### Your objective
Among the lines below, take the one holding "point(1217, 359)", the one holding "Target: white flower", and all lines between them. Set them down exactly.

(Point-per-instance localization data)
*** Block opens ***
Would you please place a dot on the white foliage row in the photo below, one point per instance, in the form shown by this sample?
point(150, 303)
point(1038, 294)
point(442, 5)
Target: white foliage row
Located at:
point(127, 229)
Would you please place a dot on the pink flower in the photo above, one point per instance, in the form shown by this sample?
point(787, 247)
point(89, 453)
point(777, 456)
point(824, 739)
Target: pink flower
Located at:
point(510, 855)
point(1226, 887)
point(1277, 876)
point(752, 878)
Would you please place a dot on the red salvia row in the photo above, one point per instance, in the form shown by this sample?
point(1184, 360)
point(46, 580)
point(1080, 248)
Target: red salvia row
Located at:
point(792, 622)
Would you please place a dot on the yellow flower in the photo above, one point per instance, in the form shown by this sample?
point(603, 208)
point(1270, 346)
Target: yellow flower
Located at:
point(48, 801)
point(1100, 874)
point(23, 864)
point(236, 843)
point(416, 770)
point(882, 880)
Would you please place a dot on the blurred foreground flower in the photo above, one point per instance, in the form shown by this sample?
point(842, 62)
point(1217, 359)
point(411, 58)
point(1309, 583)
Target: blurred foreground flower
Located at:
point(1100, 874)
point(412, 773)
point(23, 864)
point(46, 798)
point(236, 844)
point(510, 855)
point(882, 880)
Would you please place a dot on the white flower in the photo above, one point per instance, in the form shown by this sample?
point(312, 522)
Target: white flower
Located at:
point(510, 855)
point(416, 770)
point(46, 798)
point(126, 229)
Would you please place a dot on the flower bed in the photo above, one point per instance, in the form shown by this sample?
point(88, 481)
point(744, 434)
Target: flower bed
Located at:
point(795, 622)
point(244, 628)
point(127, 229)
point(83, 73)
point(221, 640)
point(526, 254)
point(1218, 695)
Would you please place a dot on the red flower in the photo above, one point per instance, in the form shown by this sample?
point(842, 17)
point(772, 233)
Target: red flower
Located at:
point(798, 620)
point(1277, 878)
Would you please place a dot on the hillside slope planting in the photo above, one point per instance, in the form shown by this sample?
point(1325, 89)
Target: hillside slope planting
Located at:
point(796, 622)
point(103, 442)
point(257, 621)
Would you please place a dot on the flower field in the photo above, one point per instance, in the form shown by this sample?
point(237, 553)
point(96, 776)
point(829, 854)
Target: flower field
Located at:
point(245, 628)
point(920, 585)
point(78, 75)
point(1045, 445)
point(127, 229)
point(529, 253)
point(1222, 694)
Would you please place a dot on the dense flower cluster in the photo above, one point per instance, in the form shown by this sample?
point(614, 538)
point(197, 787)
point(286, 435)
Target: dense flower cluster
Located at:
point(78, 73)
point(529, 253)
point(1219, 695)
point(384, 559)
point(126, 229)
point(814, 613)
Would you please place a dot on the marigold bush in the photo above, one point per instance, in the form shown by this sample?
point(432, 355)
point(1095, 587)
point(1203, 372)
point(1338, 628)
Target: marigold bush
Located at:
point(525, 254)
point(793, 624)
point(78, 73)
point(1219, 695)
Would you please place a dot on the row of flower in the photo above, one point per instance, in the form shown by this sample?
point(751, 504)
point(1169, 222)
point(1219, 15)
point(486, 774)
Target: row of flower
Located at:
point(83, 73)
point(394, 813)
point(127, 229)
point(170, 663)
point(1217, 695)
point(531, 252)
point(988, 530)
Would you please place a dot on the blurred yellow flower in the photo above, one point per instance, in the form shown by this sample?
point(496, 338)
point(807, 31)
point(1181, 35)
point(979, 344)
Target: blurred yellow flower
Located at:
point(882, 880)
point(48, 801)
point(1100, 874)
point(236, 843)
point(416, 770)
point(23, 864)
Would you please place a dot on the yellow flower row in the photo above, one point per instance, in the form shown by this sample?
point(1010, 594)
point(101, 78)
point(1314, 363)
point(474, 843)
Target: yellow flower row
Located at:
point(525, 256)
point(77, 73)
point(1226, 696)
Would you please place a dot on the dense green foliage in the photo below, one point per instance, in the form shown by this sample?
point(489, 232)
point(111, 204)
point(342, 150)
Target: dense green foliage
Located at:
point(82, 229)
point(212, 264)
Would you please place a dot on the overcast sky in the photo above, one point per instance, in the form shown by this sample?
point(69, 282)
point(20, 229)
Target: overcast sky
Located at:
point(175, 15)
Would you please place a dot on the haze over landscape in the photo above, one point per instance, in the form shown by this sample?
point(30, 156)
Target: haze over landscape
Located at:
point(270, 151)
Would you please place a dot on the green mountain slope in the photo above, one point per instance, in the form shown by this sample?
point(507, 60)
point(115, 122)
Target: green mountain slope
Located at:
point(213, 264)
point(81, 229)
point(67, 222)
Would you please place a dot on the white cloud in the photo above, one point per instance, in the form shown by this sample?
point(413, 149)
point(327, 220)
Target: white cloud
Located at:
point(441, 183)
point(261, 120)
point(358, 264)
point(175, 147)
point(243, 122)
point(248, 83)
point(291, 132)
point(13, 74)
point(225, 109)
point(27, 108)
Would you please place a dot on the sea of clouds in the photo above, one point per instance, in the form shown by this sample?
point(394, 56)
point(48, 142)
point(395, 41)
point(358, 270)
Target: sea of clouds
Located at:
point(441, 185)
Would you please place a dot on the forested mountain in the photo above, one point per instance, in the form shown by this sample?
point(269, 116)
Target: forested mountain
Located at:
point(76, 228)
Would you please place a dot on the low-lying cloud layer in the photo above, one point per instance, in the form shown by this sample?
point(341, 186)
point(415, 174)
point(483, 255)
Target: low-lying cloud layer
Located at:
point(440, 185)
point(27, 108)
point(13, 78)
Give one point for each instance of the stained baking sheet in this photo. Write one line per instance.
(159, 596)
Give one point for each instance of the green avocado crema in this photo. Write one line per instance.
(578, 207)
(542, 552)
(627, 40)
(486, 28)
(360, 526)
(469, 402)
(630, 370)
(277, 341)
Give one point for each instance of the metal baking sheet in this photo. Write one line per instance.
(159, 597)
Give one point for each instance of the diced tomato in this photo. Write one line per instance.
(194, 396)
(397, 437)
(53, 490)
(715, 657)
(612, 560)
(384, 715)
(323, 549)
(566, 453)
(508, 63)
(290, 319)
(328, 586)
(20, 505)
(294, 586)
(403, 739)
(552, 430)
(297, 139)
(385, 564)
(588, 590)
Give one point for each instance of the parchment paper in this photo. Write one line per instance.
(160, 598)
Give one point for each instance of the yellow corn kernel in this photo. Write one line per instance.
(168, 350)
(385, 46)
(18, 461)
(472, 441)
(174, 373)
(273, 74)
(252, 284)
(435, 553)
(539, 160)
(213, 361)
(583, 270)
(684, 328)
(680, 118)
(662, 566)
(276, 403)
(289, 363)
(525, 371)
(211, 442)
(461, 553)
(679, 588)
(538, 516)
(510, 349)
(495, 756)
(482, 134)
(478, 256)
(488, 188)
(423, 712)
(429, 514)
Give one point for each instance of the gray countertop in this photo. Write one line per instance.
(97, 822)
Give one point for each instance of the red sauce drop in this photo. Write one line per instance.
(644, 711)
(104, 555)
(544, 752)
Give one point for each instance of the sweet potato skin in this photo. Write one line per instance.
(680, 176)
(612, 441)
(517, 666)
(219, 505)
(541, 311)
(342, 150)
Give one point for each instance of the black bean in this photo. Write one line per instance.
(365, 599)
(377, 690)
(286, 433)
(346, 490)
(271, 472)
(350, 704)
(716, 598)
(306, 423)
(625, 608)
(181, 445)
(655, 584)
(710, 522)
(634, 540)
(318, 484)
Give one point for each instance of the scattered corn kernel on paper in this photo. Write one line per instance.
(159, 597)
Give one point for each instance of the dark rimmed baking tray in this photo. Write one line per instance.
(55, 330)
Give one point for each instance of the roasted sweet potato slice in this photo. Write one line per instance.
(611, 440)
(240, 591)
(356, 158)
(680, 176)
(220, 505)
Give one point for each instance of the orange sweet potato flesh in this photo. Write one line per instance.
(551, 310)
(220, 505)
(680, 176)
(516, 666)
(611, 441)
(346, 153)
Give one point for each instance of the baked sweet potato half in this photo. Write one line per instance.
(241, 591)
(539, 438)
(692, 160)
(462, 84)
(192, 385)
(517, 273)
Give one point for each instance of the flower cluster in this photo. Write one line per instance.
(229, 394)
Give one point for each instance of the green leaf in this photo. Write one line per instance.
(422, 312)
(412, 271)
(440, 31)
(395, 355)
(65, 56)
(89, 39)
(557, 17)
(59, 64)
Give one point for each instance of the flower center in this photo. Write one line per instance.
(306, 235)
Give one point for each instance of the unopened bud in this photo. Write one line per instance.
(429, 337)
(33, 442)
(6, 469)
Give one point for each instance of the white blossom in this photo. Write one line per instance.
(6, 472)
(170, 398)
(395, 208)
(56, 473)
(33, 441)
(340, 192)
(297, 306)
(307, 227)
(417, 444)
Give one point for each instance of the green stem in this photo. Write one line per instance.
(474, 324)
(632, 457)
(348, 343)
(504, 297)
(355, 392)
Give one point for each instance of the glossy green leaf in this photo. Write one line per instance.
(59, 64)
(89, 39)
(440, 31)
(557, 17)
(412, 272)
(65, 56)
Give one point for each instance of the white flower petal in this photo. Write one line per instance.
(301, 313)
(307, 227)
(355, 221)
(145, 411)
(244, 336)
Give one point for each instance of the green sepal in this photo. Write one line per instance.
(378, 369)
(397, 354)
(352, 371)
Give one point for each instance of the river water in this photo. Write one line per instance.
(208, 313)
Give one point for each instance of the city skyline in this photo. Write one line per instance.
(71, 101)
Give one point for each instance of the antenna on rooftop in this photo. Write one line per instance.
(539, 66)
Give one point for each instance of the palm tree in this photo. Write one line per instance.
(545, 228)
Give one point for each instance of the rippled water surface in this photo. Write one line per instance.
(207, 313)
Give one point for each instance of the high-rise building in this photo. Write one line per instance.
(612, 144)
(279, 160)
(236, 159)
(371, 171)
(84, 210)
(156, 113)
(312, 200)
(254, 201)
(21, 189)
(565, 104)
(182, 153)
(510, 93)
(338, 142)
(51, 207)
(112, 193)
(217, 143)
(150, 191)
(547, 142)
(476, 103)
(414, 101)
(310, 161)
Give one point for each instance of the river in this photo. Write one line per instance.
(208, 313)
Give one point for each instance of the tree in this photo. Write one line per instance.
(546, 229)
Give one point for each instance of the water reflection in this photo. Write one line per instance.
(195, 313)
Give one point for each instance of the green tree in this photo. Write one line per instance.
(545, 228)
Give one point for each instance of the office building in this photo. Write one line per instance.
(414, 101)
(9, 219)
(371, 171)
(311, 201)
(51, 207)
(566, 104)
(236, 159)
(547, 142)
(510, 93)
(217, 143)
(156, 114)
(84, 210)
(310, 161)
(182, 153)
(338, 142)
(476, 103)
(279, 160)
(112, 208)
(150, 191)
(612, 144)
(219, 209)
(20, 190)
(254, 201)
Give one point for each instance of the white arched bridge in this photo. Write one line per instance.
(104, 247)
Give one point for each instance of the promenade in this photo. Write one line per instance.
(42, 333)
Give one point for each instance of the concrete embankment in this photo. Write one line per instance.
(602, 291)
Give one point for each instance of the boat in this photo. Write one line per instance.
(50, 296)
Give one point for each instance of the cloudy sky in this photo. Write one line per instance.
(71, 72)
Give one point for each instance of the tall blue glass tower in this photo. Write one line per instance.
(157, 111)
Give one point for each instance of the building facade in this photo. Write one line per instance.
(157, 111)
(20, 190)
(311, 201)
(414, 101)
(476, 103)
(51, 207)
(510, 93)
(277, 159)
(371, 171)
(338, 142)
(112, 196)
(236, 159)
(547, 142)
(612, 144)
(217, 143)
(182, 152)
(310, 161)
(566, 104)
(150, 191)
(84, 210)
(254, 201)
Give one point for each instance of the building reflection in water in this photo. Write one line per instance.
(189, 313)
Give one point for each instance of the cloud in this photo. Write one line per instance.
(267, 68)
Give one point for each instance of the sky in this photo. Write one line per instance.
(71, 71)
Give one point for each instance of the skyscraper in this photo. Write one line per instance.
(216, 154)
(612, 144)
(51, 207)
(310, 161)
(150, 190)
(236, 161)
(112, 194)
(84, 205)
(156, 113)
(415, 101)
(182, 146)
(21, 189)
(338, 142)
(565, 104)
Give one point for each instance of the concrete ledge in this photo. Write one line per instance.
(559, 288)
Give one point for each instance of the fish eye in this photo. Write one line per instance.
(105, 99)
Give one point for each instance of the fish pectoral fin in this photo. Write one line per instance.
*** Block closes ***
### Response box
point(1217, 359)
point(411, 58)
point(1309, 583)
Target: blurred foreground flower
Located at:
point(1100, 874)
point(412, 773)
point(23, 864)
point(46, 798)
point(236, 844)
point(510, 855)
point(882, 880)
Would you please place a dot on the white flower in the photo above, one point per instance, in the form shown by this sample?
point(312, 522)
Target: white flower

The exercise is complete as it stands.